### What the task requires
Please copy the part of the material that opens with the line containing "Query: orange turn signal light" and runs to the end of the material, reproducing each line unchanged. Leave the pictures out of your copy.

BEGIN Provided data

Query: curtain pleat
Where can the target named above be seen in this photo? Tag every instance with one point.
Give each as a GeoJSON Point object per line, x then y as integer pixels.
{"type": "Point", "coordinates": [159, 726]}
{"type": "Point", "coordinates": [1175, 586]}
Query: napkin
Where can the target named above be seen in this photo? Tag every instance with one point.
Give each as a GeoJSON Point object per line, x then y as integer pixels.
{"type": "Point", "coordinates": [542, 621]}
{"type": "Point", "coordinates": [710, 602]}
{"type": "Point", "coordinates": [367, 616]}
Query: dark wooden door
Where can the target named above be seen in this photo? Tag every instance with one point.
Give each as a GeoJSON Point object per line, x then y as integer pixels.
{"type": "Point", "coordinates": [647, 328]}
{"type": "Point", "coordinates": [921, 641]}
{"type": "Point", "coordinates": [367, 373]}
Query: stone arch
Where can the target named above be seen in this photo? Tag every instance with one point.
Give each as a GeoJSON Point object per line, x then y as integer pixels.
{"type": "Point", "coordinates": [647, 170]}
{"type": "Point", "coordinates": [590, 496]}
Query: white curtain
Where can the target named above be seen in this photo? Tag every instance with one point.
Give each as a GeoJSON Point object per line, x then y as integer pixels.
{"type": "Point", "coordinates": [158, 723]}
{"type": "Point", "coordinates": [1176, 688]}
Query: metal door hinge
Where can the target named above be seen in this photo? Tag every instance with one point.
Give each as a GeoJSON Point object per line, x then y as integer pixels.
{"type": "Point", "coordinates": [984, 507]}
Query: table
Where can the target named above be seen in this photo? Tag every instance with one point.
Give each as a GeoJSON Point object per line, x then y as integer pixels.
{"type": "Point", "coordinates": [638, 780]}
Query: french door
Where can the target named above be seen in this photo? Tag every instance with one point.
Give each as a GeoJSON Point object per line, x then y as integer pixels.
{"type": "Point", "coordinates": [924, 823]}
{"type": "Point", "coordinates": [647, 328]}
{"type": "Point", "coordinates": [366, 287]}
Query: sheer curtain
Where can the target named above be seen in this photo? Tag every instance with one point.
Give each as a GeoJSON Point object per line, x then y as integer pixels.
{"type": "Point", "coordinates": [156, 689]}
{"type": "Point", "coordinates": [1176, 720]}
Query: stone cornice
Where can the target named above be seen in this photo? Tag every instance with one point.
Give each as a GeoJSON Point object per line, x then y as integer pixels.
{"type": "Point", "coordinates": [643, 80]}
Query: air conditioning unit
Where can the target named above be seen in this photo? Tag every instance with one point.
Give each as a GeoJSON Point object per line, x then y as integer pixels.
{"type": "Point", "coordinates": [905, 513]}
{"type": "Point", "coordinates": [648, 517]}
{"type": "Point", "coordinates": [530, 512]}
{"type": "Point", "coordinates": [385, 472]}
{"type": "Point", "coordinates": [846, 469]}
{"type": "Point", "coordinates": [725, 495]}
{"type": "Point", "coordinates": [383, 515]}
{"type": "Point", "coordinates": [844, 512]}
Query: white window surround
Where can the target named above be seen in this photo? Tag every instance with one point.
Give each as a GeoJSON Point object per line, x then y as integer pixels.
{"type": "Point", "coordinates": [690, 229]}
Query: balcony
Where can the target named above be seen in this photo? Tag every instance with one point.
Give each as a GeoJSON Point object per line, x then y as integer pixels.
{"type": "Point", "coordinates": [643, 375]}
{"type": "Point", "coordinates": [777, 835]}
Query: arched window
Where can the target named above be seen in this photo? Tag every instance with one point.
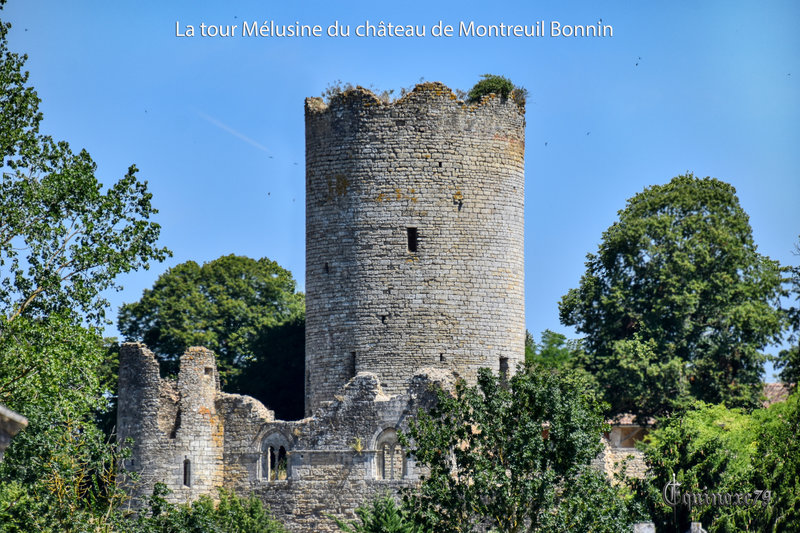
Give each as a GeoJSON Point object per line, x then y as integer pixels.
{"type": "Point", "coordinates": [274, 458]}
{"type": "Point", "coordinates": [390, 459]}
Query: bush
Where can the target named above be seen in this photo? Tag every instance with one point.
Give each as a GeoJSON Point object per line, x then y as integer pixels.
{"type": "Point", "coordinates": [381, 516]}
{"type": "Point", "coordinates": [500, 85]}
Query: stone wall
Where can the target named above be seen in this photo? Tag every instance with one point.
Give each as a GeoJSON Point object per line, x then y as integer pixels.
{"type": "Point", "coordinates": [176, 432]}
{"type": "Point", "coordinates": [414, 237]}
{"type": "Point", "coordinates": [333, 461]}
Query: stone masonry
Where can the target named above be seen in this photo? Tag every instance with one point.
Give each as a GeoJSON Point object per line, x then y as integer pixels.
{"type": "Point", "coordinates": [414, 277]}
{"type": "Point", "coordinates": [414, 238]}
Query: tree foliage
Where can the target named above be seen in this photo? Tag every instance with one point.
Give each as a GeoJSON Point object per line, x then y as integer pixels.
{"type": "Point", "coordinates": [499, 85]}
{"type": "Point", "coordinates": [231, 514]}
{"type": "Point", "coordinates": [713, 449]}
{"type": "Point", "coordinates": [381, 515]}
{"type": "Point", "coordinates": [222, 305]}
{"type": "Point", "coordinates": [677, 302]}
{"type": "Point", "coordinates": [501, 456]}
{"type": "Point", "coordinates": [788, 360]}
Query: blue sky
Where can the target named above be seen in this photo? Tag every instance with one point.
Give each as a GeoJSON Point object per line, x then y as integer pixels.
{"type": "Point", "coordinates": [216, 124]}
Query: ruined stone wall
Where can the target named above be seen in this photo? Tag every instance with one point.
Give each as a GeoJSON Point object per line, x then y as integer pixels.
{"type": "Point", "coordinates": [332, 460]}
{"type": "Point", "coordinates": [176, 432]}
{"type": "Point", "coordinates": [414, 238]}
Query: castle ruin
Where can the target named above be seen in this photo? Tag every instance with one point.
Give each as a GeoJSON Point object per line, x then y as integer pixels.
{"type": "Point", "coordinates": [414, 275]}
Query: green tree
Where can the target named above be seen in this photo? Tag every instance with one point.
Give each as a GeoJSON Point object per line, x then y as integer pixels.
{"type": "Point", "coordinates": [554, 351]}
{"type": "Point", "coordinates": [788, 360]}
{"type": "Point", "coordinates": [64, 239]}
{"type": "Point", "coordinates": [243, 309]}
{"type": "Point", "coordinates": [677, 302]}
{"type": "Point", "coordinates": [716, 450]}
{"type": "Point", "coordinates": [501, 456]}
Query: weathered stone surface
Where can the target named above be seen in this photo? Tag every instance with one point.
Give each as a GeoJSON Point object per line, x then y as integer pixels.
{"type": "Point", "coordinates": [454, 175]}
{"type": "Point", "coordinates": [414, 277]}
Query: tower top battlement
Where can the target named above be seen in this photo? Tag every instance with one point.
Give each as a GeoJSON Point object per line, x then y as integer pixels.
{"type": "Point", "coordinates": [432, 92]}
{"type": "Point", "coordinates": [414, 237]}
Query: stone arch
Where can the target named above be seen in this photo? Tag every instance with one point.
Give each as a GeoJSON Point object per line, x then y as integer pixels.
{"type": "Point", "coordinates": [390, 458]}
{"type": "Point", "coordinates": [274, 457]}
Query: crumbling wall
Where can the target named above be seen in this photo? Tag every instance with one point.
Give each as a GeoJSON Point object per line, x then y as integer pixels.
{"type": "Point", "coordinates": [414, 238]}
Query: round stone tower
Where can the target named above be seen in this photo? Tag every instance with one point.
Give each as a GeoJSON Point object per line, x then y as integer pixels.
{"type": "Point", "coordinates": [414, 238]}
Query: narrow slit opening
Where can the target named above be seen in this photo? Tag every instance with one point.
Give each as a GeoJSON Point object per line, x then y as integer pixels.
{"type": "Point", "coordinates": [413, 239]}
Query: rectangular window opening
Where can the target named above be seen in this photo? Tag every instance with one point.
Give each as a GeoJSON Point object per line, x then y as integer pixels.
{"type": "Point", "coordinates": [187, 472]}
{"type": "Point", "coordinates": [504, 370]}
{"type": "Point", "coordinates": [412, 239]}
{"type": "Point", "coordinates": [351, 367]}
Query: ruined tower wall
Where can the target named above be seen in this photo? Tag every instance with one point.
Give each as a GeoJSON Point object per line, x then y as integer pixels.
{"type": "Point", "coordinates": [178, 436]}
{"type": "Point", "coordinates": [414, 237]}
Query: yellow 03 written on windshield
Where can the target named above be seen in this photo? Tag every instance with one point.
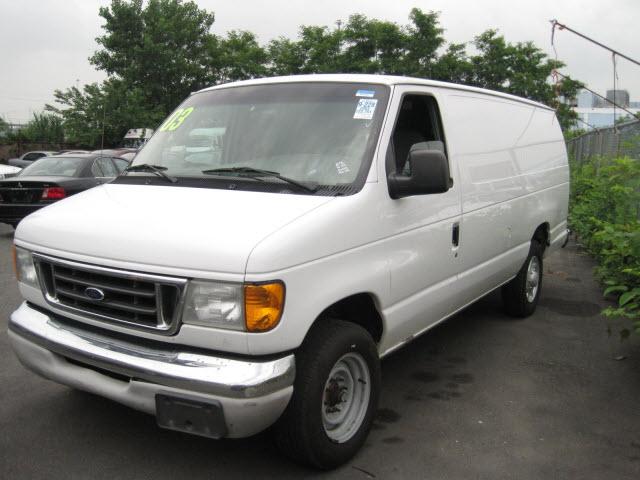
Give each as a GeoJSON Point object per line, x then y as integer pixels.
{"type": "Point", "coordinates": [176, 119]}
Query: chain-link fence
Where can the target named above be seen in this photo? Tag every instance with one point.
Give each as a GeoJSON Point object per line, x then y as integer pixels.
{"type": "Point", "coordinates": [621, 140]}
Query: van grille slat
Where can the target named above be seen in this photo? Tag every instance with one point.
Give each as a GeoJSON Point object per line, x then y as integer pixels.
{"type": "Point", "coordinates": [136, 299]}
{"type": "Point", "coordinates": [105, 285]}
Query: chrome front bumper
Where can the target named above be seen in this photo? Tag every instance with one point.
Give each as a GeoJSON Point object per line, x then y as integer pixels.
{"type": "Point", "coordinates": [253, 394]}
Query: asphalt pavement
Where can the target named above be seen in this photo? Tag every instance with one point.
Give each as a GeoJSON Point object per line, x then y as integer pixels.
{"type": "Point", "coordinates": [482, 396]}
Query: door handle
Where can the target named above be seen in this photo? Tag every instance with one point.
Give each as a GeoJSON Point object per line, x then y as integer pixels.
{"type": "Point", "coordinates": [455, 234]}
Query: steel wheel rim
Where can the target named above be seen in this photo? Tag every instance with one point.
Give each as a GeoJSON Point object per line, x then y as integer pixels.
{"type": "Point", "coordinates": [345, 398]}
{"type": "Point", "coordinates": [533, 279]}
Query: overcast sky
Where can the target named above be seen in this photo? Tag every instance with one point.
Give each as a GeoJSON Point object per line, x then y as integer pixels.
{"type": "Point", "coordinates": [44, 44]}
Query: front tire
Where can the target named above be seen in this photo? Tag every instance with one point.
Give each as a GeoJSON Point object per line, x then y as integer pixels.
{"type": "Point", "coordinates": [335, 396]}
{"type": "Point", "coordinates": [520, 296]}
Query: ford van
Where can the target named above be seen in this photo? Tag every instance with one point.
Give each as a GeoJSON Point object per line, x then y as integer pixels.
{"type": "Point", "coordinates": [276, 238]}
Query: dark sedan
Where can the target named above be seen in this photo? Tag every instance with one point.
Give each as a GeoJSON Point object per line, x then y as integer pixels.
{"type": "Point", "coordinates": [51, 179]}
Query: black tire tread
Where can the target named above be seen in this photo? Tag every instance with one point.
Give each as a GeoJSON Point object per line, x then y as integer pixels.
{"type": "Point", "coordinates": [513, 293]}
{"type": "Point", "coordinates": [290, 436]}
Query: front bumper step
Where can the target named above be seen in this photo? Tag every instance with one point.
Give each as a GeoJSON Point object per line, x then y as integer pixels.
{"type": "Point", "coordinates": [250, 395]}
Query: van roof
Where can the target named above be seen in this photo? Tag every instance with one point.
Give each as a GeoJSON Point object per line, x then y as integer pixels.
{"type": "Point", "coordinates": [379, 79]}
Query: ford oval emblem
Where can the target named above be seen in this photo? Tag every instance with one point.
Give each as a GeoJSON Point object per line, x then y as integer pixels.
{"type": "Point", "coordinates": [93, 293]}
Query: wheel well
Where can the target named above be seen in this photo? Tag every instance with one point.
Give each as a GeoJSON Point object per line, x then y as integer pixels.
{"type": "Point", "coordinates": [542, 234]}
{"type": "Point", "coordinates": [359, 309]}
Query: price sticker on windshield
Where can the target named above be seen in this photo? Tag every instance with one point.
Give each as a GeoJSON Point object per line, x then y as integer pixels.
{"type": "Point", "coordinates": [175, 120]}
{"type": "Point", "coordinates": [365, 108]}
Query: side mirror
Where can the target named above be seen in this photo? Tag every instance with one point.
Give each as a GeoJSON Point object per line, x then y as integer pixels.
{"type": "Point", "coordinates": [429, 174]}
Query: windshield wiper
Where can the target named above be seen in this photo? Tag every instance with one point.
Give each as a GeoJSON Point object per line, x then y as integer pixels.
{"type": "Point", "coordinates": [157, 169]}
{"type": "Point", "coordinates": [256, 173]}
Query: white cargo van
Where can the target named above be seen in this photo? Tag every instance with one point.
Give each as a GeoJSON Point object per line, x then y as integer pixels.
{"type": "Point", "coordinates": [259, 282]}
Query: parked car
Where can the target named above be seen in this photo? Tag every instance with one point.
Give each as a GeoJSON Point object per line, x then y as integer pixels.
{"type": "Point", "coordinates": [51, 179]}
{"type": "Point", "coordinates": [7, 171]}
{"type": "Point", "coordinates": [29, 157]}
{"type": "Point", "coordinates": [115, 152]}
{"type": "Point", "coordinates": [260, 282]}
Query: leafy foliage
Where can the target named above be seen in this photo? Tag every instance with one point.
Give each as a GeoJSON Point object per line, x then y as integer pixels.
{"type": "Point", "coordinates": [44, 128]}
{"type": "Point", "coordinates": [605, 212]}
{"type": "Point", "coordinates": [157, 52]}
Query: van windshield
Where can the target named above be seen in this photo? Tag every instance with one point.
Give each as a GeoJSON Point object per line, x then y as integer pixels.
{"type": "Point", "coordinates": [320, 134]}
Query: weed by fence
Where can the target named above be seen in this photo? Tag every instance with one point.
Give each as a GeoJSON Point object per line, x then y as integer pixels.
{"type": "Point", "coordinates": [604, 212]}
{"type": "Point", "coordinates": [623, 140]}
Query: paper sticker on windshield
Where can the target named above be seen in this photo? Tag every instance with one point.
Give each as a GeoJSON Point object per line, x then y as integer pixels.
{"type": "Point", "coordinates": [342, 168]}
{"type": "Point", "coordinates": [365, 108]}
{"type": "Point", "coordinates": [365, 93]}
{"type": "Point", "coordinates": [175, 120]}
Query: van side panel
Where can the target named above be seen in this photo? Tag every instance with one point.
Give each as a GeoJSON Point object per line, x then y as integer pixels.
{"type": "Point", "coordinates": [514, 175]}
{"type": "Point", "coordinates": [542, 158]}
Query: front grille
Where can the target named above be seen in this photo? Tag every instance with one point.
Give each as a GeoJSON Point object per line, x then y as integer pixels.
{"type": "Point", "coordinates": [138, 300]}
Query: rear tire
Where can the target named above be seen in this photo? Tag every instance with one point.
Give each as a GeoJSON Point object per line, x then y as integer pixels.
{"type": "Point", "coordinates": [520, 296]}
{"type": "Point", "coordinates": [335, 396]}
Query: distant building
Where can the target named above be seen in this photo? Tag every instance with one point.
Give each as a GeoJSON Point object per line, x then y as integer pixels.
{"type": "Point", "coordinates": [601, 117]}
{"type": "Point", "coordinates": [600, 113]}
{"type": "Point", "coordinates": [586, 99]}
{"type": "Point", "coordinates": [620, 97]}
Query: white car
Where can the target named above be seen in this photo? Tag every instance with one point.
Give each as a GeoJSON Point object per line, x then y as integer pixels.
{"type": "Point", "coordinates": [261, 282]}
{"type": "Point", "coordinates": [7, 171]}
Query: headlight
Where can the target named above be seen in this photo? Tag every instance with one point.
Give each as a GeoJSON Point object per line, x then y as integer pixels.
{"type": "Point", "coordinates": [214, 304]}
{"type": "Point", "coordinates": [233, 306]}
{"type": "Point", "coordinates": [24, 267]}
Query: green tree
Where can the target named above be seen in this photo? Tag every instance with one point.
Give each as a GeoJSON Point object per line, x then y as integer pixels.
{"type": "Point", "coordinates": [239, 56]}
{"type": "Point", "coordinates": [522, 69]}
{"type": "Point", "coordinates": [161, 49]}
{"type": "Point", "coordinates": [44, 128]}
{"type": "Point", "coordinates": [112, 107]}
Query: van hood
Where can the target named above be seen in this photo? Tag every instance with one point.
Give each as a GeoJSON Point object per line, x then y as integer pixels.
{"type": "Point", "coordinates": [190, 228]}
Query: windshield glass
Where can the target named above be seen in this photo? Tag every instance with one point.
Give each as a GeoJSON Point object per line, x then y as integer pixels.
{"type": "Point", "coordinates": [314, 133]}
{"type": "Point", "coordinates": [54, 166]}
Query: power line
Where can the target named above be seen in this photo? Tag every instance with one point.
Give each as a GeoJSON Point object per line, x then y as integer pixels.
{"type": "Point", "coordinates": [561, 26]}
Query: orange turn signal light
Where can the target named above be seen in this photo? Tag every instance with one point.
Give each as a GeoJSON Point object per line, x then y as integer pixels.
{"type": "Point", "coordinates": [15, 262]}
{"type": "Point", "coordinates": [263, 305]}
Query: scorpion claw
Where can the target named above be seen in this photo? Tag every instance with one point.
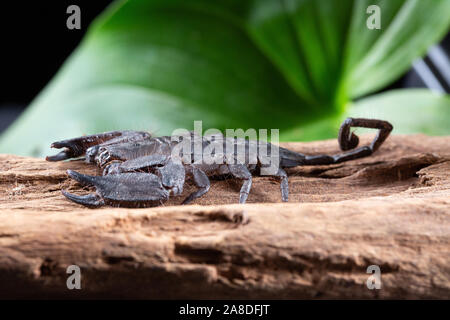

END Provided data

### Answer to the task
Query: orange turn signal light
Where can the target named above be seen in this photo? Tag every instance with one point.
Give each as a GeoJSON Point object per line, x then y as integer pixels.
{"type": "Point", "coordinates": [15, 262]}
{"type": "Point", "coordinates": [263, 305]}
Query: scorpion claw
Where can the target named above be seen in this photo? Tag every instance with one point.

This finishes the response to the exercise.